▸ Task details: Drop the pictures; give again exactly the lines from the one holding "# test: locate() drops one marker on the tree trunk, one" through the end of the data.

▸ Supplied entries:
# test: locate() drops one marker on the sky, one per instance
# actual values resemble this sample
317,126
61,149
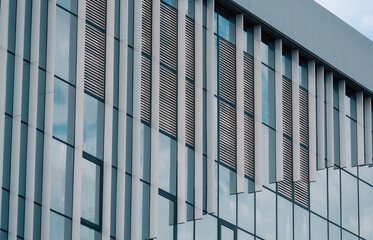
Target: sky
357,13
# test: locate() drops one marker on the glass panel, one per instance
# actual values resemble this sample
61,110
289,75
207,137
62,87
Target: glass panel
266,214
93,126
61,183
60,227
63,111
91,181
65,46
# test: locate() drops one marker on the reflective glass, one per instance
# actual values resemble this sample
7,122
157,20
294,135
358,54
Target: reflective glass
65,45
61,183
63,111
266,214
93,126
91,190
60,227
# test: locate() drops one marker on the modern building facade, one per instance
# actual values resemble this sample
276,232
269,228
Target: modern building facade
183,119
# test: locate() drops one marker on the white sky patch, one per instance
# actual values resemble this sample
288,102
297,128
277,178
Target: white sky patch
357,13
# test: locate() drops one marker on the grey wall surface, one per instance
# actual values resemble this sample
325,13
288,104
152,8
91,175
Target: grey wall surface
321,32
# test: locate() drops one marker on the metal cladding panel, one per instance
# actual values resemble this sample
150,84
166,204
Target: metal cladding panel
301,193
227,73
285,187
96,12
227,134
249,146
189,48
94,61
168,41
145,88
146,32
189,112
248,65
286,106
167,101
303,116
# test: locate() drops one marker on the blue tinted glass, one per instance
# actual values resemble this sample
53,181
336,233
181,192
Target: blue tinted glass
62,178
91,190
65,46
63,111
93,126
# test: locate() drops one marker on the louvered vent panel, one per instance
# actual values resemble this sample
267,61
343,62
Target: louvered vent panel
286,186
227,66
286,106
189,48
248,83
189,112
94,61
303,116
301,187
145,89
96,12
167,101
249,146
146,26
227,135
168,41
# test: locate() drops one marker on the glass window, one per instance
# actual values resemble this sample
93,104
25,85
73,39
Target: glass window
227,198
266,214
61,183
167,163
91,191
63,111
60,227
93,126
65,45
284,218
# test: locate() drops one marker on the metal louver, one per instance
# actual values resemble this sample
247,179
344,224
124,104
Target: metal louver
285,187
145,88
168,38
227,134
248,83
227,66
167,101
146,26
94,61
189,112
96,12
249,145
303,116
286,107
301,187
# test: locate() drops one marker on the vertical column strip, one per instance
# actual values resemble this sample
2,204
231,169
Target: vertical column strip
257,109
122,119
295,113
135,196
360,127
198,112
108,134
48,121
312,120
239,106
156,8
368,129
32,118
181,206
320,118
329,119
79,114
211,114
278,102
342,123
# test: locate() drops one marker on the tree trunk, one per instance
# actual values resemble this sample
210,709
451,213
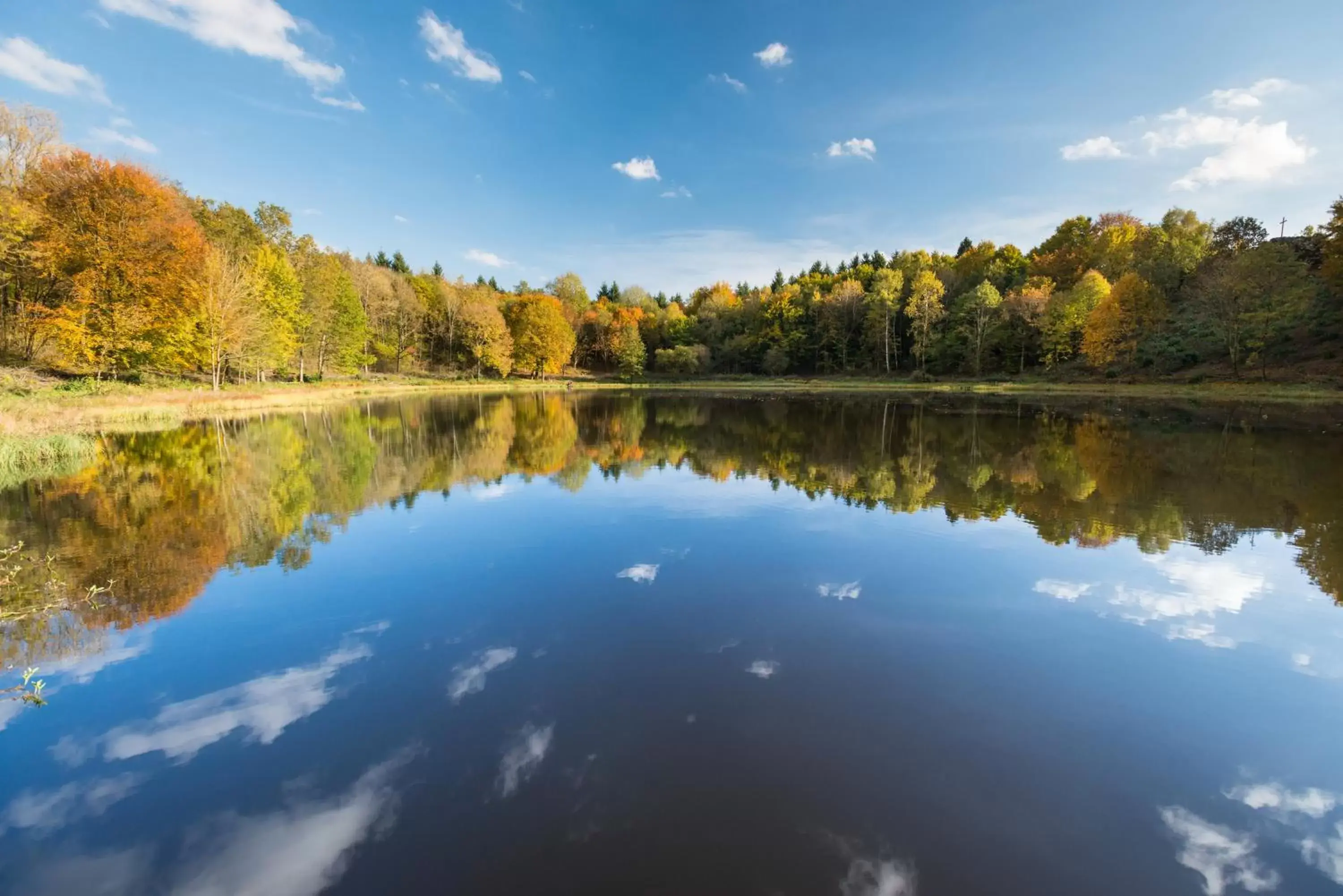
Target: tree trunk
885,339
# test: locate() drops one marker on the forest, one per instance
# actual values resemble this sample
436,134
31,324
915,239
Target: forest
109,270
158,515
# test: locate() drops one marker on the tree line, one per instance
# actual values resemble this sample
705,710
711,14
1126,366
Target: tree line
109,270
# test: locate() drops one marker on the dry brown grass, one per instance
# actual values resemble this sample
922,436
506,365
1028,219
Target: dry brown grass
39,407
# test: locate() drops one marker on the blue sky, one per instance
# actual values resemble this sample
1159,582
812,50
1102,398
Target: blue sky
779,131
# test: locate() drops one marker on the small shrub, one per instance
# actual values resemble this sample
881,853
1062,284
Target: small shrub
80,386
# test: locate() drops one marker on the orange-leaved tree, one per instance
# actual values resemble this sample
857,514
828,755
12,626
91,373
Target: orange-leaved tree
131,250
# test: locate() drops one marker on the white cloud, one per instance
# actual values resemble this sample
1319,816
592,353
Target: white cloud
774,57
1063,590
53,809
448,45
1092,148
638,170
1205,588
1223,856
1253,152
847,592
352,104
730,81
9,710
489,260
523,758
1257,155
262,707
299,851
1252,97
641,573
1184,129
120,647
859,148
109,874
468,680
1313,801
25,61
763,668
885,878
260,29
132,141
1326,855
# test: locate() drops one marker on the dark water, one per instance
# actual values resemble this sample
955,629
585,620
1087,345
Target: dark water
688,645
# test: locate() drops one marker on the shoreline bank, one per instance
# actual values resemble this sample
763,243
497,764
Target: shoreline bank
49,411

▸ Output of the exercise:
# test: locate() drops one marker on the tree trunk, one per instance
# actual values resemble this sample
210,709
451,213
Target: tree trunk
885,339
# test: locate() drops one marker on the forest, one per instance
# actual values resemble this sample
436,134
31,324
915,239
Target: forest
109,270
158,515
# test: locate() drops one marker on the tree line, one per instance
# actual values resemble this sample
705,710
711,14
1126,366
Target: tree line
109,270
# test: locate() drops one marker on the dry brown grass, one per instance
# actual values resemble this sample
922,436
506,365
1028,219
Target: dry brown grass
39,407
# test: locate() drops one marker on the blue sky, one per instance
# actual values resemble this sample
1159,582
812,50
1102,398
Target: blue sky
779,131
# test: locate() drops one marker on the small shrub, one per instance
# actual values resemble this sample
881,853
1062,284
Target: small shrub
80,386
# test: locate() drops one marker on the orange-leaved tree, one per instance
# actual values resemble this sample
857,514
828,755
12,626
91,373
Target: orange-leaved tree
131,250
# test: locate() drops one marker on the white cloud, one per instance
# actual values resemble this sample
1319,816
592,353
Target: white cloud
774,57
1063,590
53,809
448,45
1092,148
638,170
1205,588
1223,856
1253,152
847,592
352,104
730,81
9,710
489,260
523,758
1257,155
262,707
299,851
1252,97
641,573
1184,129
120,647
859,148
109,874
468,680
1313,801
25,61
763,668
885,878
260,29
132,141
1326,855
# test: locate() drops one marker on the dark water, one per instance
# actual values resemble this sample
955,629
585,620
1087,345
Target: dark water
688,645
# test: locate() drops one marker on the shoreline bank, one per instance
# actual values resemble this sample
763,243
497,764
Target: shoreline bank
49,411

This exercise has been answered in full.